| Stated exercise |
Restate the entire listing word for word.

| Records shown |
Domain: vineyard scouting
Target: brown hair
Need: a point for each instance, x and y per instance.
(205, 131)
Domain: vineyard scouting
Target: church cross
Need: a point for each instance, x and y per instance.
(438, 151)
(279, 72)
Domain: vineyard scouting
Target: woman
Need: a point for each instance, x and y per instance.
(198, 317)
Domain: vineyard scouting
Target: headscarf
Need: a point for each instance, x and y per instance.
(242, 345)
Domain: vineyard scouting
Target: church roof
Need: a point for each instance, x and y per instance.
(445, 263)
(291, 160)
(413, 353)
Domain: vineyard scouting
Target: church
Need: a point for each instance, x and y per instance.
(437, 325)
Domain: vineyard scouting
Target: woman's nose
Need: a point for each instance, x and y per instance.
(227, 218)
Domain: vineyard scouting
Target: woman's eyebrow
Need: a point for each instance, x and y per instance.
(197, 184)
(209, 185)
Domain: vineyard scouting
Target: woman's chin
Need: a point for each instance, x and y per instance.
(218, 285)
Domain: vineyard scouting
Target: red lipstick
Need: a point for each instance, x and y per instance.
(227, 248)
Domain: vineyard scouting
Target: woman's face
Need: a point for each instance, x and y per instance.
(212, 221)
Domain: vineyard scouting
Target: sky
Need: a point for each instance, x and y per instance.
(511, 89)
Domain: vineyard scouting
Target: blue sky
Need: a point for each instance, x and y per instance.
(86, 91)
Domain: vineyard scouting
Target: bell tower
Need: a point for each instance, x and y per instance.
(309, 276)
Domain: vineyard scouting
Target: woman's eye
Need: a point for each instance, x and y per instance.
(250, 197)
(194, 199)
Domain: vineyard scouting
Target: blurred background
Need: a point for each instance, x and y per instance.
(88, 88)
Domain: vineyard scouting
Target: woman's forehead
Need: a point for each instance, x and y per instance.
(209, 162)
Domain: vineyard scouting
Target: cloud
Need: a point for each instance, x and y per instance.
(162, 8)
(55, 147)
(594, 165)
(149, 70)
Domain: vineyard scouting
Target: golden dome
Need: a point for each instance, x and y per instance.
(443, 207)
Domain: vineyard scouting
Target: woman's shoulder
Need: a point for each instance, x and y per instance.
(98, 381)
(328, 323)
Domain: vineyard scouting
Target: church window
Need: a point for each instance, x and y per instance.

| Solved exercise |
Domain: vineyard scouting
Target: brown hair
Need: a point for each instance, x and y per instance.
(205, 131)
Domain: vineyard scouting
Target: church cross
Need: a point for each instance, x and y per instance.
(438, 151)
(279, 72)
Domain: vineyard scouting
Target: woman
Need: a point for each instance, x and y per instance.
(198, 317)
Domain: vineyard scouting
Target: headscarf
Need: a point for each instance, x and y per instance.
(242, 345)
Domain: vineyard scouting
Target: church roof
Need: a point for each instance, x and y per instance.
(445, 263)
(291, 160)
(413, 353)
Domain: vineyard scouting
Target: church
Need: a point for each instance, x and y per instance.
(437, 325)
Domain: vineyard scouting
Target: woman's nose
Need: a point for each instance, x and y per instance.
(227, 218)
Domain: vineyard scouting
Target: woman's eyebrow
Need: a point for each instance, x and y per instance.
(197, 184)
(209, 185)
Domain: vineyard scouting
Target: woman's chin
Need: a point for each instance, x and y per instance.
(218, 285)
Domain: vineyard scouting
Target: red lipstick
Need: a point for each instance, x and y per instance.
(227, 248)
Domain: vineyard scouting
Target: woman's face
Need: a point for each instance, x and y per instance.
(212, 221)
Domain: vineyard scouting
Target: sky
Need: a point for each instance, x and y per instance.
(511, 89)
Domain: vineyard scouting
Target: blue sky
Need: a point for each instance, x and y per instance.
(86, 91)
Domain: vineyard scouting
Target: bell tower
Need: a point for each instance, x and y per instance.
(309, 276)
Domain: vineyard scouting
Target: woman's eye
Need: a point for each instance, x and y per instance.
(250, 197)
(194, 199)
Domain: vineyard scouting
Target: blurred background
Need: a point for each instance, x and y per instance.
(88, 88)
Domain: vineyard scouting
Target: woman's forehead
Need: a point for each instance, x and y per instance.
(209, 162)
Domain: vineyard scouting
Target: cloud
Need: a point for each instance, x and y per instance.
(162, 8)
(55, 147)
(594, 165)
(149, 70)
Domain: vineyard scouting
Target: golden dome
Need: a point for each instance, x and y per instance.
(443, 207)
Domain: vineyard scouting
Target: woman's shoulder
Need: a point for each instance, x and y per instance.
(98, 381)
(328, 323)
Domain: vineyard scouting
Target: church window
Need: a point for each instance, x and y per instance.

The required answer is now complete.